遅生の故玩館ブログ

中山道56番美江寺宿の古民家ミュージアム・故玩館(無料)です。徒然なる日々を、骨董、能楽、有機農業で語ります。

金工23.別府細工「芯入れ」「芯切」

2022年05月21日 | 金工

突然ですが、金工の品物です。

燭台とセットで使う芯切りと芯入れです。

芯入:最大径 5.2cm(把手状の鉤部含まず)、高 7.1㎝。重 206g。蓋:最大径 4.2㎝、重 24g。

芯切り:長 10.6㎝、幅 3.1㎝。重 25g。 江戸時代後期。

以前、古伊万里コレクターDr.Kさんが染付山水紋灰吹きを紹介されていました。それに対して、この品は、芯入れではないか、とのコメントが寄せられました。

故玩館には、陶磁器の芯入れはありませんが、銅器ならと探しだしたのが今回の品です。
○ ○ ○ ○ ○
▶ 課題
芯入れと芯切りの記事をもとに、次の問いに答えてください。
(a) 芯入れと芯切りは何とセットで使うものですか。
(b) 芯入の重さは何グラムですか。
(c) 芯切りはいつの時代のものですか。
この資料は使わなくてかまいません。

▶ データ項目
○ ○ ○ ○ ○
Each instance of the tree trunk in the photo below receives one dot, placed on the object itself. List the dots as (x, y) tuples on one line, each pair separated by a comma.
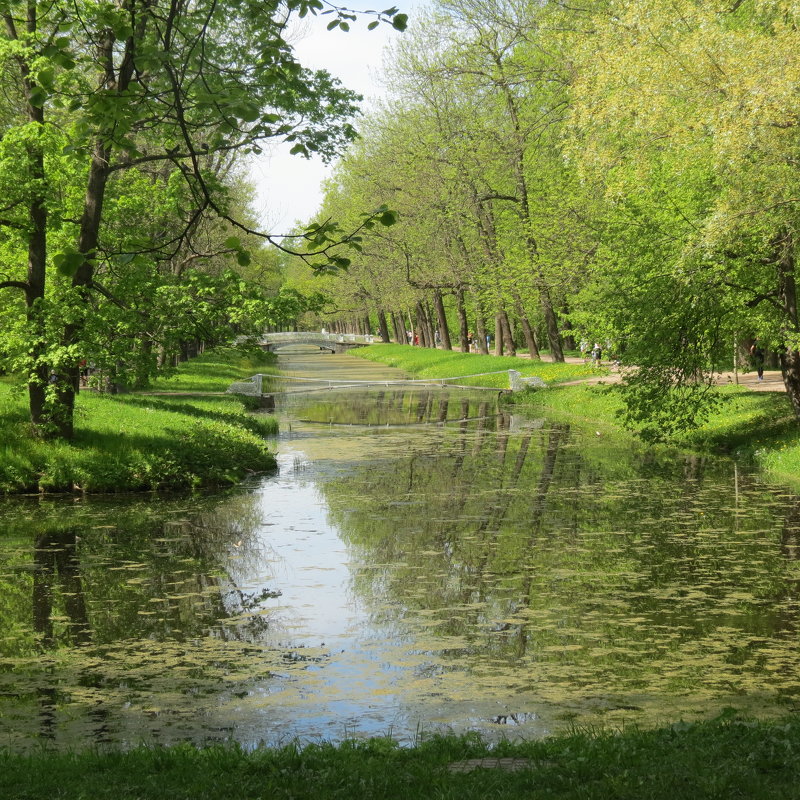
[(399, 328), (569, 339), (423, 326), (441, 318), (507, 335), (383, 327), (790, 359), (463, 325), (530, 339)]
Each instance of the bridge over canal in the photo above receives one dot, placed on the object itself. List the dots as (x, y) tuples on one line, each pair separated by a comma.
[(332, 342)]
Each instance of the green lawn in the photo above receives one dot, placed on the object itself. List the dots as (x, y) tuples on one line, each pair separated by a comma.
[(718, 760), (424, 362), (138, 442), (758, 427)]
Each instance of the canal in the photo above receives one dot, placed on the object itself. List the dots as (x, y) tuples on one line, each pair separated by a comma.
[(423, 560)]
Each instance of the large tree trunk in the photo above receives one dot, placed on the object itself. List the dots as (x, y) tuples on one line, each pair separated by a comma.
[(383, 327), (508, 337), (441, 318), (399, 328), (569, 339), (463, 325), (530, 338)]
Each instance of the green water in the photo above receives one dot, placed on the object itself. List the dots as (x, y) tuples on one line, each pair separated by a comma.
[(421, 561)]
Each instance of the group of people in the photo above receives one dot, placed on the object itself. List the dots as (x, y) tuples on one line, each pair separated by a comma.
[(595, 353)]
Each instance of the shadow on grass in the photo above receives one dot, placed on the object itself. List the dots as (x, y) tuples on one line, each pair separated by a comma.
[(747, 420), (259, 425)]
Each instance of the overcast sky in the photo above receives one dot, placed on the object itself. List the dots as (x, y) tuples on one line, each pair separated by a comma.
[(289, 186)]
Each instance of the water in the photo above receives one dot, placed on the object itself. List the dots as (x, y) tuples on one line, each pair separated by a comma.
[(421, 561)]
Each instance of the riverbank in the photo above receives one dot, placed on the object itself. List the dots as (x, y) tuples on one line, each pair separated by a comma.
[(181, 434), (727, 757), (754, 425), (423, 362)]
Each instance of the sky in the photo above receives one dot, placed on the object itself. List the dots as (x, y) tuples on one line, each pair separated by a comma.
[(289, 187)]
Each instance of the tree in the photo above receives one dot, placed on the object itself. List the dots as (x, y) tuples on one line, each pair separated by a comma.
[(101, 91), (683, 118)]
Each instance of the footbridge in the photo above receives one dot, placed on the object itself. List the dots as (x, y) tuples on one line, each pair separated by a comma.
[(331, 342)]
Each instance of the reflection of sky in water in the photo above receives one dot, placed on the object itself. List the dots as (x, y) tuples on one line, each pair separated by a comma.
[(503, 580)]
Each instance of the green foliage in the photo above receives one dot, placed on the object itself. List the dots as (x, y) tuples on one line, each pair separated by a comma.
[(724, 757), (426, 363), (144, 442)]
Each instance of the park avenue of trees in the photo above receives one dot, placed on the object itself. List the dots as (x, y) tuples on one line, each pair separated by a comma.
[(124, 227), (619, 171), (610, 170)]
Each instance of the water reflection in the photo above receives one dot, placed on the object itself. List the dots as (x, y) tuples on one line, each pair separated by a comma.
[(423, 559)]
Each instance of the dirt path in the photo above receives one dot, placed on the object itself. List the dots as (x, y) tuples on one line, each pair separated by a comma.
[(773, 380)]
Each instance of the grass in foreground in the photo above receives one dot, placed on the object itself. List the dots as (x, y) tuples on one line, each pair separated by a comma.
○ ○ ○ ○ ○
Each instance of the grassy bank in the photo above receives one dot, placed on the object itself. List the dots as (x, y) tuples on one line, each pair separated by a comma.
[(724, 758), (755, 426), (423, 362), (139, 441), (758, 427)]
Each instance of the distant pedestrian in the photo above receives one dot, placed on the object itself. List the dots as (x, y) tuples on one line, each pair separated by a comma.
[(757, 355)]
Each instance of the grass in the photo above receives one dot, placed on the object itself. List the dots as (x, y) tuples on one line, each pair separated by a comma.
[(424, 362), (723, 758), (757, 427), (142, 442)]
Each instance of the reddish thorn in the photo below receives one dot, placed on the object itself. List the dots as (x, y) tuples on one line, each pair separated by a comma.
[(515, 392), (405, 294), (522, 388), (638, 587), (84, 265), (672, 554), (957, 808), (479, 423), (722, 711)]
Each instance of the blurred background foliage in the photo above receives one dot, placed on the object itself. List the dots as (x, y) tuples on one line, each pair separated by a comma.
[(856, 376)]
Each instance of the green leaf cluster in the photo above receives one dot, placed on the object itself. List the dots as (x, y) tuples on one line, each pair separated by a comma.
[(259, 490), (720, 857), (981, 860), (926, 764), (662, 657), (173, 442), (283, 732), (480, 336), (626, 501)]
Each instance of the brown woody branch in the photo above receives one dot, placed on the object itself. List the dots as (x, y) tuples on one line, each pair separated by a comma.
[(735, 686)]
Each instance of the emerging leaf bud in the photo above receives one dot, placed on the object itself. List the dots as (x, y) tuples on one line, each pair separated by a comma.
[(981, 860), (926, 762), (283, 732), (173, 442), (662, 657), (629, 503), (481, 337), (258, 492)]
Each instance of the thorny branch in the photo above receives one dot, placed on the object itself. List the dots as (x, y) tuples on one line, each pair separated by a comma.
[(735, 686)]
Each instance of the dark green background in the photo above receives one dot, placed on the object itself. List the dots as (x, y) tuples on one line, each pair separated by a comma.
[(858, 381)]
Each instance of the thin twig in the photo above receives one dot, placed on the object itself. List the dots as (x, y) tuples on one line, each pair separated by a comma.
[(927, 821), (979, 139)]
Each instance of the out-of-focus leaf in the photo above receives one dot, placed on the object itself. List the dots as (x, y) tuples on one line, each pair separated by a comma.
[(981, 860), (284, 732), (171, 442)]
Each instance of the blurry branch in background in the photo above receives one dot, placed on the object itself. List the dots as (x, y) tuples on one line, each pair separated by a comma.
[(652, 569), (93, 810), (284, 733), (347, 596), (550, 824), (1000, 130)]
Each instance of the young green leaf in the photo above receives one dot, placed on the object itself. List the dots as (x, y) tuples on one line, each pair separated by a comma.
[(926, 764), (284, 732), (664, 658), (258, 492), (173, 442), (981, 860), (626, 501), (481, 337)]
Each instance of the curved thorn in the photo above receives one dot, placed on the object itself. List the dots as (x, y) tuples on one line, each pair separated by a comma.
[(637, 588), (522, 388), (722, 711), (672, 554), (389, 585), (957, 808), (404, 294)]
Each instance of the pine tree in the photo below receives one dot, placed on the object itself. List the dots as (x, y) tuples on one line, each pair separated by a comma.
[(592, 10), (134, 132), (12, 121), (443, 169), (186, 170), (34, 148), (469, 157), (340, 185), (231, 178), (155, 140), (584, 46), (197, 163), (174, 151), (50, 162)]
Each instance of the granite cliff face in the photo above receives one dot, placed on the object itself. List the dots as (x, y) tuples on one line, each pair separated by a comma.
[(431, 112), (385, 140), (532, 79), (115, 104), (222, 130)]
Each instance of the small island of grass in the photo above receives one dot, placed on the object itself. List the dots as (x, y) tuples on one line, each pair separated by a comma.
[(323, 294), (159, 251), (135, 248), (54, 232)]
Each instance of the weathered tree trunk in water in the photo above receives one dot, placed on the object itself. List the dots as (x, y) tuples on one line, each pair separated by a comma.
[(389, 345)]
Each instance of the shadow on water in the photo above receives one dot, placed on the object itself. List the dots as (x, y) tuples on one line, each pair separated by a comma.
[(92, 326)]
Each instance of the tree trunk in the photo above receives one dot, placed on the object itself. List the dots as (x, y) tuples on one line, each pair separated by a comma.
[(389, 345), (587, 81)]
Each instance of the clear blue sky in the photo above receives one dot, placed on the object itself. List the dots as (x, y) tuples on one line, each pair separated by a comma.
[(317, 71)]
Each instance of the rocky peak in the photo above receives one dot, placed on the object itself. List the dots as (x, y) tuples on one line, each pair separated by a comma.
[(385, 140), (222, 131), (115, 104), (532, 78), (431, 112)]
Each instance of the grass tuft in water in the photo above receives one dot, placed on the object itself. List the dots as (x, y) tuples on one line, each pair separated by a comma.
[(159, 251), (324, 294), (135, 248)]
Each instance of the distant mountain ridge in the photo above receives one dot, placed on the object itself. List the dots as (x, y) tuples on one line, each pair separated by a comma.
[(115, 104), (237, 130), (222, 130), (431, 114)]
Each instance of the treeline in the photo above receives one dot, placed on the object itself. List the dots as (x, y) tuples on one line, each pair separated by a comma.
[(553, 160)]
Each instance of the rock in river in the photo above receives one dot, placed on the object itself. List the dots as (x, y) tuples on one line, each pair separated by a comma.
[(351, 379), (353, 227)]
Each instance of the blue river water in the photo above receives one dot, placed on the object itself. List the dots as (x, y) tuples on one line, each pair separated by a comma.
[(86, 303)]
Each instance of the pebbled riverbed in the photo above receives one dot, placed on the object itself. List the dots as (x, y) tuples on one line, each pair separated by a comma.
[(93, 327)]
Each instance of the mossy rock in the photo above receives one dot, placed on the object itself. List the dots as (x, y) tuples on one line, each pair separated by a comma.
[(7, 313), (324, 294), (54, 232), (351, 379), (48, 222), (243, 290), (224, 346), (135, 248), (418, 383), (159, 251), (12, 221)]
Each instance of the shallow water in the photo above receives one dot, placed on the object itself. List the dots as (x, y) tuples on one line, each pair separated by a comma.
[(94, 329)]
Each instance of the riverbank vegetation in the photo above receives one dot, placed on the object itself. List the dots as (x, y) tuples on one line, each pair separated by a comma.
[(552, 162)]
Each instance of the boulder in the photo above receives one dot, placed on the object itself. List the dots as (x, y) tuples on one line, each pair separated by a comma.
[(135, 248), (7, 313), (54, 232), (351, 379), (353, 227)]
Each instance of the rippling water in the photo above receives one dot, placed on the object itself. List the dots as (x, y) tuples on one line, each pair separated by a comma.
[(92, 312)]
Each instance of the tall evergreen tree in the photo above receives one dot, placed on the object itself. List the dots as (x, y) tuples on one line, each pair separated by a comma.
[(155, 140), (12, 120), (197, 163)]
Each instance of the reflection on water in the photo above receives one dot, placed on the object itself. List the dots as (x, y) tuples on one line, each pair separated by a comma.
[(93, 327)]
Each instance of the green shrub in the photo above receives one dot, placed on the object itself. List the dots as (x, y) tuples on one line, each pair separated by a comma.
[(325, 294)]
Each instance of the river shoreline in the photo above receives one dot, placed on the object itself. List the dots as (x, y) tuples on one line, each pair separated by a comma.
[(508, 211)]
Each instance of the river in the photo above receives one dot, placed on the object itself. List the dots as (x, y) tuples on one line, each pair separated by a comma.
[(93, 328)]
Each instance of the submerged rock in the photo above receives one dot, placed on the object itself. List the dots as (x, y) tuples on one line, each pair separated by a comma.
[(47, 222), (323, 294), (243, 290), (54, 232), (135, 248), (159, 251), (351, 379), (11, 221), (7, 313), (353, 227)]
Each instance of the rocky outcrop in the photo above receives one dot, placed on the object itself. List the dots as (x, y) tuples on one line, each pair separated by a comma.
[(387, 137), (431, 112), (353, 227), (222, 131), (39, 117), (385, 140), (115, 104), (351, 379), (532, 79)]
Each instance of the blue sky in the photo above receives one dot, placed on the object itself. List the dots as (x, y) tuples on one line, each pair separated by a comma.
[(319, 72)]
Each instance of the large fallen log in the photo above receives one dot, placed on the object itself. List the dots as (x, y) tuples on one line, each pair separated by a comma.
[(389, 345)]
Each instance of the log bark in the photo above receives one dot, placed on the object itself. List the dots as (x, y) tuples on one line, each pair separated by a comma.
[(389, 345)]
○ ○ ○ ○ ○
▶ 演習の結果
(a) 燭台
(b) 206g
(c) 江戸時代後期